§ DOCUMENT SECTION

Image: Eatyourbooks.com

I just came across the MOST delish cauliflower recipe.  Yum-Yum-Yum!

Truth be told, it took me a long time to appreciate cauliflower, but when I fell for it, I fell hard! When cauliflower is roasted at a high temperature with natural flavor enhancers, it becomes wonderfully charred and tasty.

Plus, there are lots of healthy benefits to eating cauliflower (yes, I’m going to list them!):

  1. Weight Loss
  2. Antioxidants
  3. Heart Health
  4. Caner Prevention
  5. Better Digestion

Ingredients

  • 2 medium heads cauliflower (1 ½ to 2 lbs. each), broken into florets
  • 1 large yellow or red onion, cut into wedges
  • 3 Tbsp. olive oil
  • 1 tsp. kosher salt, divided
  • 1 ½ cups fresh or frozen cranberries
  • ¼ cup balsamic vinegar
  • ¼ cup honey
  • ¼ tsp. freshly cracked pepper
  1. Preheat oven to 450 degrees F. Place cauliflower and onion in a baking pan.  Drizzle with olive oil and sprinkle with ½ tsp. of the salt. Stir to coat.  Spread in an even layer.  Roast, uncovered, 30 minutes or until tender, stirring in cranberries halfway through.

§ TASK REQUIREMENTS
In the cauliflower recipe, what temperature should the oven be preheated to? These items are separate material and have nothing to do with the recipe.

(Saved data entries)
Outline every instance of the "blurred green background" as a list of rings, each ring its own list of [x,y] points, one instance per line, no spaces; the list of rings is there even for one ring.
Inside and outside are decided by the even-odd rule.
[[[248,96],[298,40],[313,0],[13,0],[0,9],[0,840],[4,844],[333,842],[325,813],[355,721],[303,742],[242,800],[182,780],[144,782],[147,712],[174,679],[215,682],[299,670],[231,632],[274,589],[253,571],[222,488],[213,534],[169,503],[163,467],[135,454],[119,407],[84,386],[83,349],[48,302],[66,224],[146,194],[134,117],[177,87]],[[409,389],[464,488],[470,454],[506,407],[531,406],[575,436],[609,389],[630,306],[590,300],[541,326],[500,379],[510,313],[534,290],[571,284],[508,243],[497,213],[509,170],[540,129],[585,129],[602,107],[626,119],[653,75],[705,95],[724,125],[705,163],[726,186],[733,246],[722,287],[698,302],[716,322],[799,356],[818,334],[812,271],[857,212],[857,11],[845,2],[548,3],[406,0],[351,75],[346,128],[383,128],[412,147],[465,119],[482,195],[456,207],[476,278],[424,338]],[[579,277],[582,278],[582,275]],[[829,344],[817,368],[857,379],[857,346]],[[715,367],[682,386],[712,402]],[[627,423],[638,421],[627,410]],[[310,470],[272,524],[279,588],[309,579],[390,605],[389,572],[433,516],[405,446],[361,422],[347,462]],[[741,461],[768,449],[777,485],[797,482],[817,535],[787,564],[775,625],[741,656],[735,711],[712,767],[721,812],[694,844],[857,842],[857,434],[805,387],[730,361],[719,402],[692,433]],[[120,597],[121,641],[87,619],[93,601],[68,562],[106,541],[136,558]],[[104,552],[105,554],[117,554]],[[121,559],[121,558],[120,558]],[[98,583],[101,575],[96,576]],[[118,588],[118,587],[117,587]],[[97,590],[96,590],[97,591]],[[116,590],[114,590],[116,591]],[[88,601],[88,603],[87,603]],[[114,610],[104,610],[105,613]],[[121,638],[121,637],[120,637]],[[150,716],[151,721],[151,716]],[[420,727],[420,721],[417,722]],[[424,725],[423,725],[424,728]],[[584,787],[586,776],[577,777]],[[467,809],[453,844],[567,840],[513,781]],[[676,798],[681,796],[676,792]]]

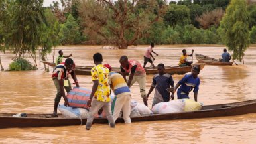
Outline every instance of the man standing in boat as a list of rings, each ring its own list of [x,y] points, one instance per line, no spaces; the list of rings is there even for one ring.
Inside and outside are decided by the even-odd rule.
[[[155,44],[151,42],[150,44],[150,46],[147,49],[147,51],[145,53],[145,55],[144,55],[144,66],[143,66],[144,68],[146,66],[146,64],[147,62],[151,63],[153,67],[155,68],[155,64],[153,64],[153,62],[155,60],[155,58],[153,56],[152,52],[155,53],[155,54],[156,54],[156,56],[158,56],[158,54],[153,50],[153,48],[154,48],[154,47],[155,47]],[[151,57],[153,58],[153,61],[152,61],[152,59]]]
[[[182,50],[182,55],[180,56],[179,66],[191,66],[193,61],[188,61],[187,60],[188,56],[193,56],[194,49],[192,50],[191,54],[187,54],[187,50],[186,49]]]
[[[115,127],[115,121],[111,115],[111,105],[110,97],[110,86],[109,83],[109,70],[102,64],[103,56],[100,53],[93,55],[93,61],[95,66],[91,70],[93,86],[90,98],[87,105],[90,108],[87,118],[86,130],[90,130],[93,123],[95,115],[101,108],[106,113],[107,119],[110,127]]]
[[[137,60],[129,60],[127,56],[122,56],[120,58],[120,69],[123,78],[127,82],[130,88],[135,82],[138,82],[141,92],[141,96],[144,104],[147,106],[146,94],[146,72],[139,62]],[[126,75],[129,74],[128,80]]]
[[[188,95],[193,88],[194,100],[197,101],[198,92],[200,80],[198,75],[200,73],[200,68],[197,66],[194,66],[192,70],[191,74],[185,75],[175,86],[174,93],[176,91],[178,99],[190,98]]]
[[[52,78],[56,88],[57,94],[54,99],[54,109],[52,117],[58,117],[57,108],[62,96],[65,100],[64,105],[66,106],[69,106],[64,89],[67,92],[69,92],[72,89],[70,82],[68,80],[70,74],[71,74],[72,78],[74,80],[76,86],[79,87],[79,83],[74,72],[74,63],[72,59],[67,58],[64,63],[57,65],[54,70]]]
[[[174,82],[171,74],[164,73],[164,65],[163,64],[159,64],[157,68],[158,74],[153,76],[152,85],[147,96],[147,99],[148,99],[150,94],[155,88],[152,108],[158,103],[169,102],[170,98],[171,100],[174,98],[174,93],[172,93],[170,97],[170,92],[166,90],[166,89],[170,88],[170,85],[172,88],[174,87]]]
[[[109,84],[114,92],[115,98],[112,103],[112,117],[116,121],[119,116],[121,111],[123,112],[123,118],[125,123],[131,123],[131,91],[123,76],[112,71],[109,64],[104,64],[109,68]]]
[[[221,55],[222,56],[222,62],[229,62],[229,60],[231,59],[231,55],[229,54],[229,52],[227,52],[227,49],[223,50],[224,53]]]
[[[56,58],[56,60],[55,61],[56,66],[62,62],[63,58],[70,58],[70,56],[72,56],[72,53],[68,56],[64,56],[63,52],[62,50],[59,50],[58,53],[59,53],[59,56],[58,56],[58,58]]]

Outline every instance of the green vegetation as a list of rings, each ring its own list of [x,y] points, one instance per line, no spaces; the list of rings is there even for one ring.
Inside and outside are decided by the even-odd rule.
[[[43,7],[43,0],[0,0],[0,51],[29,55],[36,65],[38,51],[47,60],[60,44],[225,44],[242,60],[255,43],[256,5],[245,1],[62,0]]]
[[[231,0],[219,29],[225,44],[233,52],[233,58],[243,64],[244,52],[249,44],[248,19],[245,1]]]
[[[34,66],[29,61],[25,58],[17,58],[9,66],[10,71],[21,71],[36,70],[36,66]]]

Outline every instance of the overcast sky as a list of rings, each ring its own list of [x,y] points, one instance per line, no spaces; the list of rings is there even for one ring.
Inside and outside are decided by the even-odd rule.
[[[44,0],[44,7],[50,6],[50,4],[52,4],[52,1],[58,1],[60,3],[60,0]],[[168,0],[168,1],[178,1],[178,0]]]

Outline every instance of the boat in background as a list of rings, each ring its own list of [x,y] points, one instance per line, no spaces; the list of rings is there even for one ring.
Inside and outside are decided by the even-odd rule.
[[[209,65],[215,65],[215,66],[231,66],[233,64],[233,62],[220,62],[218,60],[211,58],[203,54],[196,54],[196,60],[198,62],[205,63],[206,64]]]

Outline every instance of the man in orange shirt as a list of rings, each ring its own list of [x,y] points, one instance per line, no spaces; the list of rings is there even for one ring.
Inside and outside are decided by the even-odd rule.
[[[194,53],[194,49],[192,50],[191,54],[187,54],[187,50],[186,49],[182,50],[182,55],[180,56],[179,66],[191,66],[193,61],[188,61],[187,60],[187,56],[192,56]]]

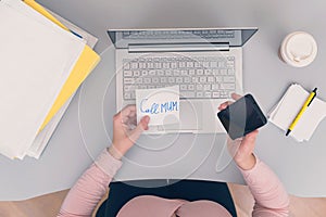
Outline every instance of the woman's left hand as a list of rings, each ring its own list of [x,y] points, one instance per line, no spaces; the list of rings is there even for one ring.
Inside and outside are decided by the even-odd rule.
[[[136,106],[127,105],[113,117],[113,144],[109,152],[117,159],[135,144],[143,130],[148,129],[149,116],[137,125]]]

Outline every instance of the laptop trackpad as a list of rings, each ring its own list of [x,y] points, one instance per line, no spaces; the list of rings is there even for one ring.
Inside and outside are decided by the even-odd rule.
[[[202,129],[202,102],[180,101],[180,123],[164,125],[160,130],[200,130]]]

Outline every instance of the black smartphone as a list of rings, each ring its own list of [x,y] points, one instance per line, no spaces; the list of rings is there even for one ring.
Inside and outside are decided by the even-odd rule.
[[[251,94],[237,100],[217,117],[231,139],[237,139],[267,124],[267,119]]]

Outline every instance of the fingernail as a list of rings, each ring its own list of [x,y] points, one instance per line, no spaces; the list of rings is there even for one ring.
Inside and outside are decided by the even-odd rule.
[[[150,117],[149,116],[145,116],[143,120],[148,123],[150,120]]]

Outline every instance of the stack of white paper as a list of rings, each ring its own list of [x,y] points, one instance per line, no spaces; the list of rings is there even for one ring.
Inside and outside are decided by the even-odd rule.
[[[291,85],[269,113],[269,122],[287,131],[309,94],[310,92],[300,85]],[[310,140],[324,117],[326,117],[326,102],[315,98],[290,132],[290,136],[299,142]]]
[[[0,153],[33,144],[85,42],[21,1],[0,1]]]
[[[52,11],[48,10],[55,18],[58,18],[64,26],[68,29],[74,30],[78,35],[83,36],[83,39],[86,40],[86,43],[93,48],[98,41],[98,39],[90,35],[89,33],[83,30],[78,26],[72,24],[71,22],[66,21],[65,18],[59,16],[58,14],[53,13]],[[27,150],[26,155],[39,158],[42,152],[45,151],[49,140],[51,139],[57,126],[59,125],[61,118],[63,117],[65,111],[67,110],[71,101],[73,100],[75,94],[71,97],[70,100],[61,107],[61,110],[53,116],[51,122],[37,135],[35,138],[32,146]]]

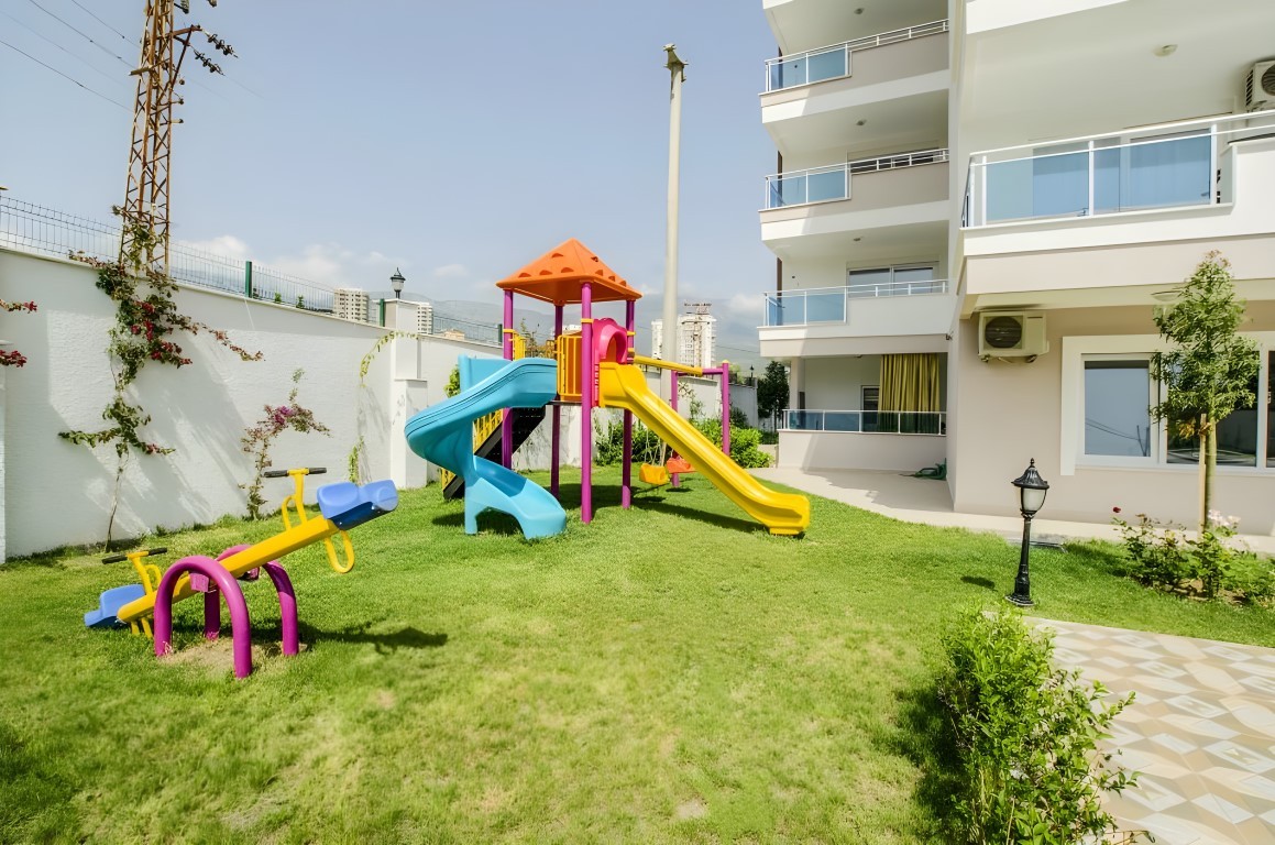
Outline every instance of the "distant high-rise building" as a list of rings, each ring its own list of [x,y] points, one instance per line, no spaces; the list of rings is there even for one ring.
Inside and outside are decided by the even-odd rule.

§ SOLUTION TO THIS PROBLEM
450 degrees F.